:: Página ::

Linha de montagem do Chevrolet Bolt em Orion (EUA) - Divulgação
Linha de montagem do Chevrolet Bolt em Orion (EUA)
Imagem: Divulgação

Leonardo Felix

Do UOL, em Orion (EUA)

15/06/2018 04h00

UOL Carros visitou linha de montagem do Chevrolet Bolt e conversou com especialista para responder à pergunta

Muito se fala sobre as dificuldades de fabricar um carro elétrico. Mas, afinal, a diferença é tão grande assim para um veículo convencional a combustão? Para responder essa pergunta UOL Carros visitou a fábrica do Chevrolet Bolt em Orion (EUA), na região metropolitana de Detroit, e conferiu de perto como se dá o processo.

O primeiro detalhe que chamou nossa atenção foi o fato de que o monovolume 100% elétrico compartilha a mesma linha de montagem com os compactos Sonic hatch e sedã. Seria de se esperar que o modelo tivesse um espaço totalmente dedicado à sua produção, como ocorre com o BMW i3 em Leipzig (Alemanha), mas não é o que acontece com o Bolt.

:: Instrução 1 ::
Segundo a reportagem sobre a fábrica do Chevrolet Bolt, com quais modelos o Bolt divide a linha de montagem?
:: Instrução 2 ::
Resuma em duas frases a reportagem sobre a fábrica do Chevrolet Bolt.
:: Instrução 3 ::
Continue a reportagem sobre a fábrica do Chevrolet Bolt a partir do ponto em que ela para.

:: Registros ::

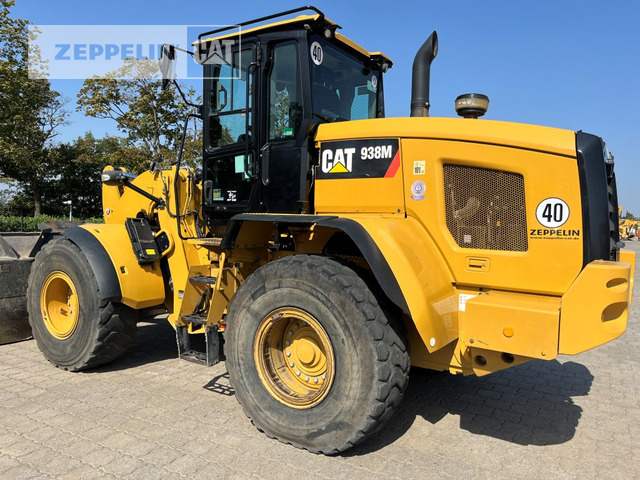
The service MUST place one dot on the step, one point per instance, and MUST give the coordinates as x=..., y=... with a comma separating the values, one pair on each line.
==
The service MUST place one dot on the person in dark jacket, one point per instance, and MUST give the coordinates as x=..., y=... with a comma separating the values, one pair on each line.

:: Resposta final 1 ::
Com os compactos Sonic hatch e sedã.

:: Resposta final 2 ::
O UOL Carros foi à fábrica do Chevrolet Bolt em Orion, na região de Detroit, para ver se fazer um carro elétrico é muito diferente de fazer um carro a combustão. A primeira coisa que chamou a atenção foi que o Bolt, um monovolume 100% elétrico, não tem um espaço só dele, como tem o BMW i3 em Leipzig, e divide a linha de montagem com os compactos Sonic hatch e sedã.

:: Resposta final 3 ::
Em relação ao Sonic há apenas dois momentos de distinção na montagem. O primeiro ocorre na montagem do tanque de combustível, que no caso do elétrico representa o acoplamento do conjunto de baterias ao assoalho do carro. O segundo está na seção que integra a carroceria ao conjunto motor-transmissão-suspensões, já que o Bolt dispõe de um propulsor elétrico.

Há também, obviamente, o fato de que é preciso produzir baterias para equipar um, enquanto o outro vê seu sistema de propulsão surgir numa fábrica de motores comum. De resto, os processos de estamparia, solda, pintura e montagem são idênticos.

Isso passa longe de significar que a produção de um elétrico esteja 100% assimilada pela indústria automotiva. Para entender melhor onde estão os atuais gargalos conversamos com Ricardo Takahira, membro da comissão de híbridos e elétricos da SAE Brasil (associação nacional de engenharia automotiva).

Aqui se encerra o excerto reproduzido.